▶ [Description of the task]: Please lay out the rows below as a JSON list of strings, one string per line and no blank lines. Begin at the line that contains "# test: point on every instance of the port" and stop after the last line of the rows.

▶ [Exercise data]:
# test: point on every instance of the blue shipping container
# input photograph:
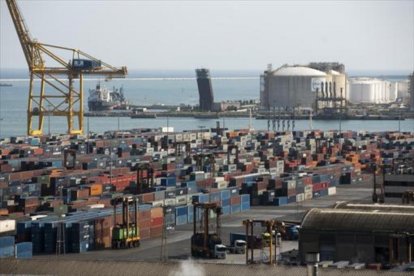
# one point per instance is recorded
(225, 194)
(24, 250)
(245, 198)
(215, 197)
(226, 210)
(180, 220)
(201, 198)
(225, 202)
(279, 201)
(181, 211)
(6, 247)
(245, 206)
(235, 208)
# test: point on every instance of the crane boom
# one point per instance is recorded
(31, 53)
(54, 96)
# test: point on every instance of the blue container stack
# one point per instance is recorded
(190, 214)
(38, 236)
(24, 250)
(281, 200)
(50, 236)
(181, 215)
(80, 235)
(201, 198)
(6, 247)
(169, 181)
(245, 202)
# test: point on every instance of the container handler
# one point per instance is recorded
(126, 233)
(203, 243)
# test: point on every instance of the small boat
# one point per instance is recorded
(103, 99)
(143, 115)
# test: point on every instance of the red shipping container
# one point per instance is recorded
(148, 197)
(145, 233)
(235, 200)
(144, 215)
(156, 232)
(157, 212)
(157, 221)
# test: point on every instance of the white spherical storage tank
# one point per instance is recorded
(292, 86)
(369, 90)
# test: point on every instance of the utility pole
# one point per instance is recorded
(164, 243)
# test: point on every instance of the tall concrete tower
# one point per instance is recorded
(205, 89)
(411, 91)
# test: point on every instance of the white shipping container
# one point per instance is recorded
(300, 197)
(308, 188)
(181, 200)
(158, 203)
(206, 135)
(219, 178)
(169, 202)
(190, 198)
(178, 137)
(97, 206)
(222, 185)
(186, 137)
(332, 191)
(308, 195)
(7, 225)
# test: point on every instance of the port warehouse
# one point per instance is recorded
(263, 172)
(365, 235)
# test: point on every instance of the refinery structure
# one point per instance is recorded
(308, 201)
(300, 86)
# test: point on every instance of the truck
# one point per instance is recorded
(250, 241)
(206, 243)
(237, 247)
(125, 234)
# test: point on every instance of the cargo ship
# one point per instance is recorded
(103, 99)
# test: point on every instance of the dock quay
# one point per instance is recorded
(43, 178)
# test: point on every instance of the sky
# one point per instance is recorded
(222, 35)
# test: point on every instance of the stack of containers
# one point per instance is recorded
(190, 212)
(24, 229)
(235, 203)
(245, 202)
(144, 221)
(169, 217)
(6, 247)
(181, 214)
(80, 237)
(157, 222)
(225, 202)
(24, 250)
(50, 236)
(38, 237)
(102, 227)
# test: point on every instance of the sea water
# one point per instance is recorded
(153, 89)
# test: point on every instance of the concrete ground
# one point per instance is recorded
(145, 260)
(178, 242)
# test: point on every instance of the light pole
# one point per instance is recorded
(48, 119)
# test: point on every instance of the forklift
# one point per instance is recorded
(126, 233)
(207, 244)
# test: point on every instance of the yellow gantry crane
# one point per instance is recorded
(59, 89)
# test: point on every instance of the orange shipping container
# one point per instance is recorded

▶ [Final answer]:
[
  "# test: point on every instance of the port warehouse",
  "# one point per instance is recorded",
  "(263, 172)",
  "(365, 235)",
  "# test: point on every instance of the refinery structure",
  "# one point per instance is recorded",
  "(308, 201)",
  "(300, 86)",
  "# test: point on every instance of the truck",
  "# one point per instance is recorded",
  "(250, 241)",
  "(206, 243)",
  "(237, 247)",
  "(125, 234)",
  "# test: point on every instance of the cargo ship",
  "# one point per instance is recorded",
  "(103, 99)",
  "# test: point on every instance of the dock quay",
  "# one point per instance is recorded",
  "(43, 178)",
  "# test: point on every instance of the sky",
  "# one point per instance is recorded",
  "(222, 35)",
  "# test: point on every instance of the stack of containers",
  "# one point per instance is recorded",
  "(190, 212)",
  "(24, 229)",
  "(235, 203)",
  "(245, 202)",
  "(144, 221)",
  "(169, 217)",
  "(6, 247)",
  "(181, 214)",
  "(80, 237)",
  "(157, 222)",
  "(225, 202)",
  "(24, 250)",
  "(50, 236)",
  "(38, 237)",
  "(102, 227)",
  "# test: point on every instance of the sea water",
  "# one point per instance is recorded",
  "(153, 89)",
  "# test: point on every instance of the concrete ground",
  "# one point per instance is recorded",
  "(145, 260)",
  "(178, 242)",
  "# test: point on every instance of the light pole",
  "# one point per instance is recorded",
  "(48, 119)",
  "# test: point on every instance of the forklift",
  "# one point per instance is recorded",
  "(126, 233)",
  "(207, 244)",
  "# test: point on every instance of the yellow gantry crane",
  "# one point per instance is recorded",
  "(59, 89)",
  "# test: point on every instance of the orange shipping container",
  "# one point per instance is recorded"
]